- **PASSAGE PROVIDED**:
○ ○ ○ ○ ○ ○ ○

Saturday, January 21, 2012
THE BATTLE OF THE BRAIN
I am always surprised (and sometimes shocked) by things my brain can remember.
Jerry and I were in the local library picking up a book I had on reserve. I quickly thumbed through it to make sure it was what I wanted, when my eyes landed on the name of a doctor: Dr. Dupuytren. When I read that name, I stopped dead in my tracks, turned to my husband and pointing to the book page said, “Ah, this guy had something to do with either a finger or a penis.”
That caused Jerry to stop in his tracks. But as if to clarify matters I said, “The other one’s name was Dr. Peyronie.” Jerry looked at me like I was crazy, but then it happens so often that he’s just not surprised by anything anymore. What rumbles around in my head may be useless nonsense, but it had to get there somehow.
The only time I heard of these names was back in the late ‘80s when I was on a temporary secretarial assignment working for a firm that handled medical malpractice claims. I was typing from a Dictaphone tape and I needed to look up these two medical conditions in the course of transcribing the tapes onto the computer. I had not heard of them before, nor did I ever hear of them again.
Both doctors were French; both conditions deal with fibrous tissue that shouldn’t be where it is. And a quick check through Google connected Dr. Peyronie to the penile problem, now known as Peyronie’s disease, and Dr. Dupuytren to the finger problem, also known as Dupuytren’s contracture.
What I’d like to know is how, in late 2011 did my brain, unbidden, offer up this information when I glanced at the reference to Dr. Dupuytren in a novel I intended to read (I think it was a novel about Sherlock Homes)? My brain doesn’t tell me something simple like where I set my car keys, or where I kicked off my shoes, or worse yet, give me the name of an old friend I run into. Why then will it bring up Dupuytren and Peyronie?
I’ve experienced the same kind of thing in other ways too. While living Turkey and taking lessons to learn the language, quite often my brain offered the Spanish version of the Turkish word I was looking for. Yes, I had two years of Spanish in the 1950s, but we spent those two years translating novels, not learning how to converse in the language. Did my brain really retain all those Spanish words I learned?

○ ○ ○ ○ ○ ○ ○

- **SOURCE DATA**:
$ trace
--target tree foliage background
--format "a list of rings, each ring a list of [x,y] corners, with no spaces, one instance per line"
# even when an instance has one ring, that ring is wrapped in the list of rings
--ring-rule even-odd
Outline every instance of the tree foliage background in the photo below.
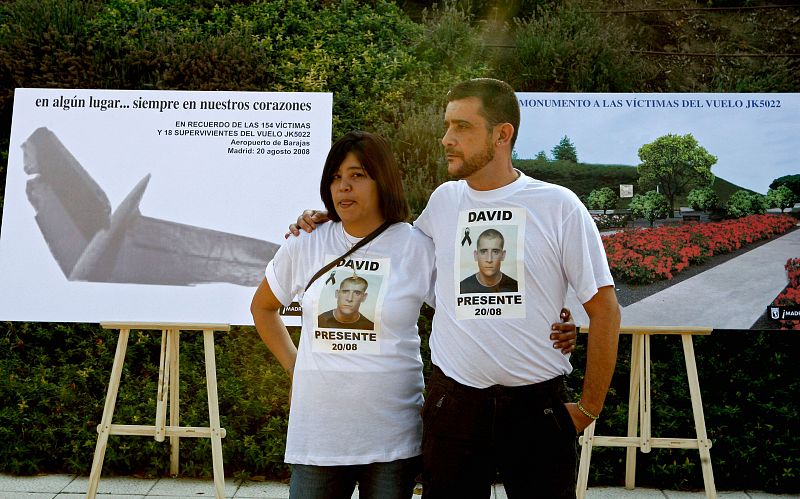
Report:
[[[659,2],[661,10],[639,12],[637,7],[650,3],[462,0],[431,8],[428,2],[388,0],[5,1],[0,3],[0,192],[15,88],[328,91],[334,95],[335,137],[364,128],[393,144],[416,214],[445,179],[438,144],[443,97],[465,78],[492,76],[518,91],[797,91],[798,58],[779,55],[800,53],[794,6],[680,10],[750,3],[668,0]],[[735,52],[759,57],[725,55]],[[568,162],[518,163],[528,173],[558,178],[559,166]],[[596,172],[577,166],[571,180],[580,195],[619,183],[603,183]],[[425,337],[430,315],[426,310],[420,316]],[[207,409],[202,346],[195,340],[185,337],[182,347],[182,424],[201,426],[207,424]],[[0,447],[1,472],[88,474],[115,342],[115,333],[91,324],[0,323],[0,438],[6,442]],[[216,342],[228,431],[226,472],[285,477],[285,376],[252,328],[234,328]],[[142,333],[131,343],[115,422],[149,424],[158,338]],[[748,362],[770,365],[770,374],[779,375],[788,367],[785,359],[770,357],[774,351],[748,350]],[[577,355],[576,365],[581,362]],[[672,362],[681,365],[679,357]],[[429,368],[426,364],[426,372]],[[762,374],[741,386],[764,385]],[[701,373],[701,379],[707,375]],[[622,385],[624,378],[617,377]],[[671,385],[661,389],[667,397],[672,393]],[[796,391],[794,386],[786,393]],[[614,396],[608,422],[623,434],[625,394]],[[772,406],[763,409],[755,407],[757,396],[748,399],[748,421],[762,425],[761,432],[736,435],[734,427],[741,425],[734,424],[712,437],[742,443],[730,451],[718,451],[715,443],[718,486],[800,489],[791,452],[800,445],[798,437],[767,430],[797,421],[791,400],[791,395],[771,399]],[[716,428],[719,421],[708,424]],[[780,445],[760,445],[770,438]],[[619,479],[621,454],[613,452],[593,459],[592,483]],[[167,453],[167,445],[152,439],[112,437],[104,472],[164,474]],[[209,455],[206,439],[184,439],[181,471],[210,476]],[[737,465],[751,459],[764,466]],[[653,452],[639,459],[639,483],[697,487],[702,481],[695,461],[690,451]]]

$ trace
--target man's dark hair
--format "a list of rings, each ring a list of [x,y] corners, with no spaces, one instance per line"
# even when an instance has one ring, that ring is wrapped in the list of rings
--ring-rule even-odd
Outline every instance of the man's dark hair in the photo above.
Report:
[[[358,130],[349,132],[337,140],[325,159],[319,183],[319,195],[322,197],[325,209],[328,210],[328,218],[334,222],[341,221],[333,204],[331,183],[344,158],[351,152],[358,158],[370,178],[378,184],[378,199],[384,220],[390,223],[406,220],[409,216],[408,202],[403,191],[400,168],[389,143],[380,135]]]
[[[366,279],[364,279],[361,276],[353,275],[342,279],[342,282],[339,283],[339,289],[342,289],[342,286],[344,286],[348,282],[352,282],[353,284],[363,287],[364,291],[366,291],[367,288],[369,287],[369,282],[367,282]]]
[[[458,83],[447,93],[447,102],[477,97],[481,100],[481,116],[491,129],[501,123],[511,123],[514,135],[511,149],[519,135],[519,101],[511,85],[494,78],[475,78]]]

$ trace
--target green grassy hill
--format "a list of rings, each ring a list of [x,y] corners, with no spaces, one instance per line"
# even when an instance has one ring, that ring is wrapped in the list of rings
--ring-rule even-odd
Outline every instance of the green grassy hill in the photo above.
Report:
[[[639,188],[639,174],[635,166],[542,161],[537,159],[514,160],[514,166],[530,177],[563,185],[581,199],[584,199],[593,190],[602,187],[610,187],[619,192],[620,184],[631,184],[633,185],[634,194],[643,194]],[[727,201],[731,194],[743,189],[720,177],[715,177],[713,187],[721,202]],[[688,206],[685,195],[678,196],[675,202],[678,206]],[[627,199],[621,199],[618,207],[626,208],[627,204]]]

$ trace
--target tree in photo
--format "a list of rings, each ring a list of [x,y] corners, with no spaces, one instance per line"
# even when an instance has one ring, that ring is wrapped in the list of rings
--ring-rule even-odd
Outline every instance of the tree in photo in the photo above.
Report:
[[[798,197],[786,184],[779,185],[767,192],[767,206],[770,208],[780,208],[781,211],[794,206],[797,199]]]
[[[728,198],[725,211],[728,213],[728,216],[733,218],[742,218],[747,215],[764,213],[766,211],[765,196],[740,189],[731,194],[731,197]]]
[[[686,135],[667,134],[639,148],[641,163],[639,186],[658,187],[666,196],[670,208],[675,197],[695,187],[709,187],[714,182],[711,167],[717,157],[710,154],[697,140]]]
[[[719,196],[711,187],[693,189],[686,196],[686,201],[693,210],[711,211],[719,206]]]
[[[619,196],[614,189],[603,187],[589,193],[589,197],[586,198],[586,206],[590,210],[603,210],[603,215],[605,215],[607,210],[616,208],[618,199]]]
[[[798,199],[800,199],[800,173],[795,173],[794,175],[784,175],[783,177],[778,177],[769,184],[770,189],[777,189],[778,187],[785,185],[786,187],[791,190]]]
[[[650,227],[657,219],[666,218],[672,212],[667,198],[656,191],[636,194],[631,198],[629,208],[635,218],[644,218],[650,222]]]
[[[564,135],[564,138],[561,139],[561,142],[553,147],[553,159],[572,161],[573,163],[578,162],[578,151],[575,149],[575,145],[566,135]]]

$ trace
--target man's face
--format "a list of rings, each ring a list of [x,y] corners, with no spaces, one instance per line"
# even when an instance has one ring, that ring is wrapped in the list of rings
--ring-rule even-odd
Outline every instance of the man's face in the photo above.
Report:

○ ○ ○ ○ ○ ○ ○

- **CHECK YOUR UNDERSTANDING**:
a: In the blog post, what kind of firm was the writer working for on the temporary secretarial assignment?
b: Please set down the blog post's words, starting with "I’ve experienced the" and going on through "words I learned?".

- **RESULTS FOR THE EXERCISE**:
a: A firm that handled medical malpractice claims.

b:
I’ve experienced the same kind of thing in other ways too. While living Turkey and taking lessons to learn the language, quite often my brain offered the Spanish version of the Turkish word I was looking for. Yes, I had two years of Spanish in the 1950s, but we spent those two years translating novels, not learning how to converse in the language. Did my brain really retain all those Spanish words I learned?